**DIRECTION A**
Reproduce the web3 penetration testing playbook verbatim, everything from "Web3 Application Penetration" down to "attack paths. (theblock.co)".

═════ SELECTED PASSAGE

Web3 Application Penetration Testing: A Practical Playbook for Dev Teams

Short description: A 2025-first playbook for pen‑testing modern web3 apps across smart contracts, wallets, L2s, bridges, and MEV surfaces—complete with concrete test cases for EIP‑7702 programmable EOAs, rollup fault proofs, private mempools, and invariant-driven fuzzing.

Why this playbook now

2025 has been unusually volatile for blockchain security. Q1 alone set a record $1.64B in losses, largely driven by a catastrophic single incident but with steady exploit pressure elsewhere. Decision‑makers can’t rely on “just audits” anymore; you need repeatable pen‑testing that covers on-chain and off-chain attack paths. (theblock.co)
At the same time, Ethereum’s Pectra upgrade (May 7, 2025) introduced EIP‑7702 programmable EOAs on mainnet, changing wallet threat models and creating new testing requirements for transaction flows, front‑ends, and signers. (eips.ethereum.org)

══════════
═════ LISTING

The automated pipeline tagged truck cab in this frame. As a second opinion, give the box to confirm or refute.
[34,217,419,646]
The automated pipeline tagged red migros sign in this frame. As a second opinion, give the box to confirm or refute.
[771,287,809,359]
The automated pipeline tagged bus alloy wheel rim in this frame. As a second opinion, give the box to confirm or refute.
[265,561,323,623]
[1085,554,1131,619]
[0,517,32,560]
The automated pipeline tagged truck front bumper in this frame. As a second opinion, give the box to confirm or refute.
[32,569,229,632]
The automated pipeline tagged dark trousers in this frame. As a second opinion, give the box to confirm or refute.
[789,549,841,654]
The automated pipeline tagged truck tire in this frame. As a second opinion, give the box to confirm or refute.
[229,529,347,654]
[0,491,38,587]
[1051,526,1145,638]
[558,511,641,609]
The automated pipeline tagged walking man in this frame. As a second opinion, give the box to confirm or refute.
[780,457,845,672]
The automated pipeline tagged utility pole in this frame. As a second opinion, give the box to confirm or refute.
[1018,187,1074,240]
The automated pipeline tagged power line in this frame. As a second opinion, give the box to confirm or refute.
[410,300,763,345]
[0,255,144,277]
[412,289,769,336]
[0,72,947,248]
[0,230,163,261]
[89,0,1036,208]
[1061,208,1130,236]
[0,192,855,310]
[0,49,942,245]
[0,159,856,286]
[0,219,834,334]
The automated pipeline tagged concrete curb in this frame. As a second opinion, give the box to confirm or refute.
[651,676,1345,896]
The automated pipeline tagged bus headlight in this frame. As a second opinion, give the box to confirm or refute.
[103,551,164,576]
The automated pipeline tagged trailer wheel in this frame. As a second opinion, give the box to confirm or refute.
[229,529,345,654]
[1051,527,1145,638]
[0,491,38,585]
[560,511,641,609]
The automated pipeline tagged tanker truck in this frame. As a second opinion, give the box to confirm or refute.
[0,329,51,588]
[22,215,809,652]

══════════

**DIRECTION B**
In the rows above, write out everything from the line containing "The automated pipeline tagged bus headlight" down to the line containing "[560,511,641,609]", both included, exactly as they appear.

**FULL OUTPUT A**
Web3 Application Penetration Testing: A Practical Playbook for Dev Teams

Short description: A 2025-first playbook for pen‑testing modern web3 apps across smart contracts, wallets, L2s, bridges, and MEV surfaces—complete with concrete test cases for EIP‑7702 programmable EOAs, rollup fault proofs, private mempools, and invariant-driven fuzzing.

Why this playbook now

2025 has been unusually volatile for blockchain security. Q1 alone set a record $1.64B in losses, largely driven by a catastrophic single incident but with steady exploit pressure elsewhere. Decision‑makers can’t rely on “just audits” anymore; you need repeatable pen‑testing that covers on-chain and off-chain attack paths. (theblock.co)

**FULL OUTPUT B**
The automated pipeline tagged bus headlight in this frame. As a second opinion, give the box to confirm or refute.
[103,551,164,576]
The automated pipeline tagged trailer wheel in this frame. As a second opinion, give the box to confirm or refute.
[229,529,345,654]
[1051,527,1145,638]
[0,491,38,585]
[560,511,641,609]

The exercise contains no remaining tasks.